◆ Text section ◆
◇ ◇ ◇
[August 13, 2022] Frans de Waal is a Dutch primatologist. His findings on chimp behavior are remarkable and deserve some exposure here. And, not just because he is probably the world’s greatest living primatologist but because his work is unbelievably important. His study1 of dominant male chimps has a lesson for us humans.
Popular thinking about the dominant chimp, or alpha male, is reflected in today’s discussions about human males. Today’s pseudo-Sociological thinking goes something like this, “The biggest, ugliest, meanest male dominates by brute force.” It follows with this logic that the dominant male is now at the top of the pyramid. The claim is that those who express power most effectively (meaning the power to compel) will dominate the social hierarchy pyramid. As well, they will prevail reproductively.
People think that is how you look at the world if you are a realist and sensible. Frans de Waal has been studying chimps for 30 years, and that is not true. That is not what happens. Frequently, it turns out, a small male can become the dominant or alpha male, especially if he has the support of an influential female. The small males become the alpha not because he expresses arbitrary power but because he is unbelievably good at mutual reciprocation.
This dominant male then has friends; he does things for his friends and they do things for him and trust each other. He has lots of friends, which means he just might have no enemies. This turns out to be very important because the brute chimps, like the psychopath alphas, they do rule now and then, but they also get torn to shreds by their enemies. All it takes is the brute chimp to have an off day, and two chimps he stomped earlier will ally together and literally tear him into shreds.
◇ ◇ ◇
◆ Information supplied ◆
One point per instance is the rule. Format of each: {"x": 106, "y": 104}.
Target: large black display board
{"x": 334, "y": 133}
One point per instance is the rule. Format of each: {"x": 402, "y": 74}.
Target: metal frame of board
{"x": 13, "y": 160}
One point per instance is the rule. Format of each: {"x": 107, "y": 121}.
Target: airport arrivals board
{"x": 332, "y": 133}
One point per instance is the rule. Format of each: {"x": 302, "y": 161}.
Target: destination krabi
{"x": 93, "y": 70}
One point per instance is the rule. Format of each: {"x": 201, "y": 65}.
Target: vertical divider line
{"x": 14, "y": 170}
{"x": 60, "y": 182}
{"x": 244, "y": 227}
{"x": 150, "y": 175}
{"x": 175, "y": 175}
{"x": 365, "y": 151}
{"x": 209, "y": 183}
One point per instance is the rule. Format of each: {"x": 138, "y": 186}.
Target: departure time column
◇ ◇ ◇
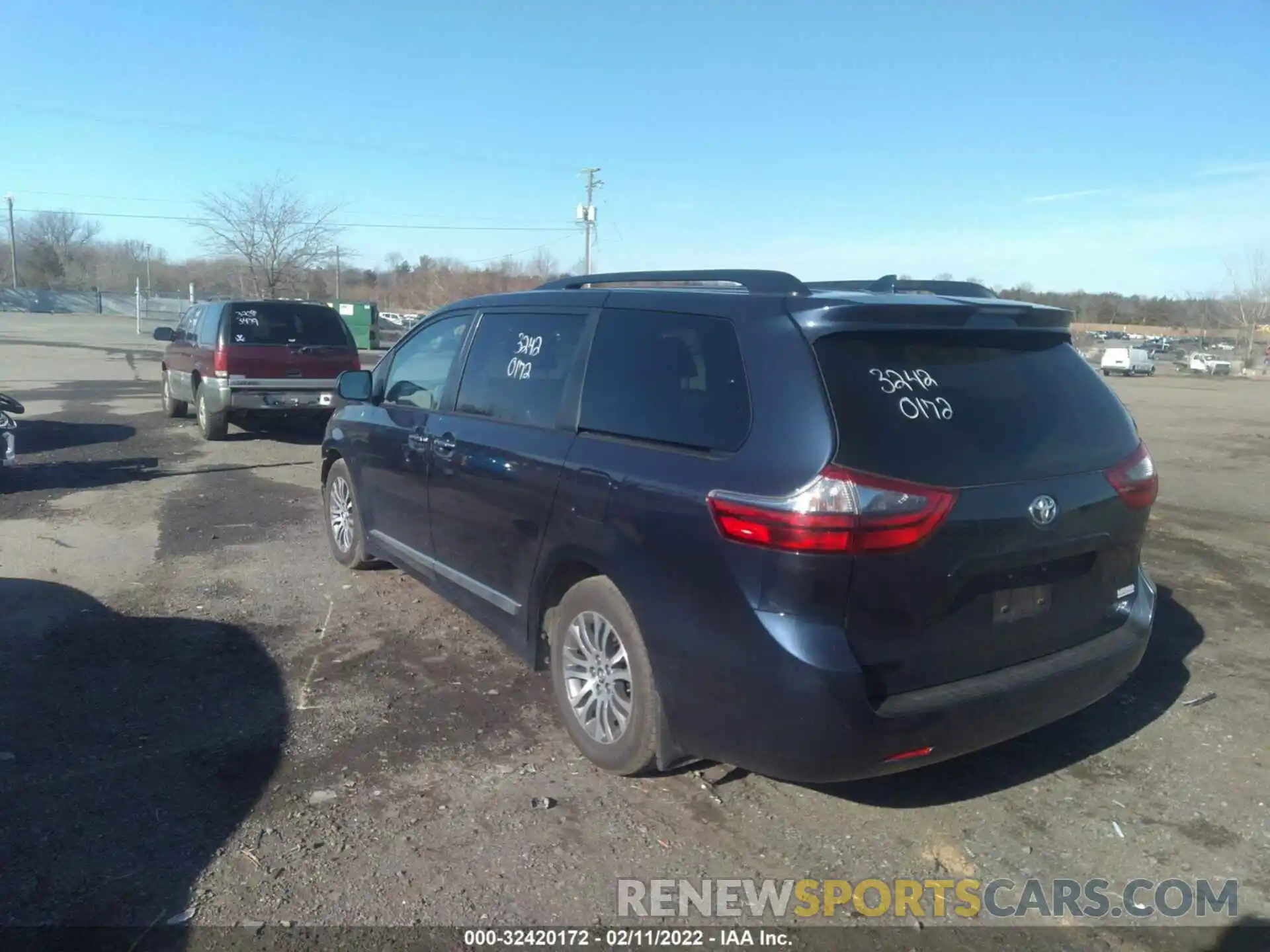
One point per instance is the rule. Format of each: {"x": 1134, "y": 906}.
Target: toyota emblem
◇ ◇ ◇
◆ Work to complete ◆
a - According to the chimpanzee passage, for how many years has Frans de Waal been studying chimps?
b - Reproduce everything in the chimpanzee passage from "Popular thinking about" down to "will prevail reproductively.".
Rely only on the chimpanzee passage.

◆ Answers ◆
a - 30 years.

b -
Popular thinking about the dominant chimp, or alpha male, is reflected in today’s discussions about human males. Today’s pseudo-Sociological thinking goes something like this, “The biggest, ugliest, meanest male dominates by brute force.” It follows with this logic that the dominant male is now at the top of the pyramid. The claim is that those who express power most effectively (meaning the power to compel) will dominate the social hierarchy pyramid. As well, they will prevail reproductively.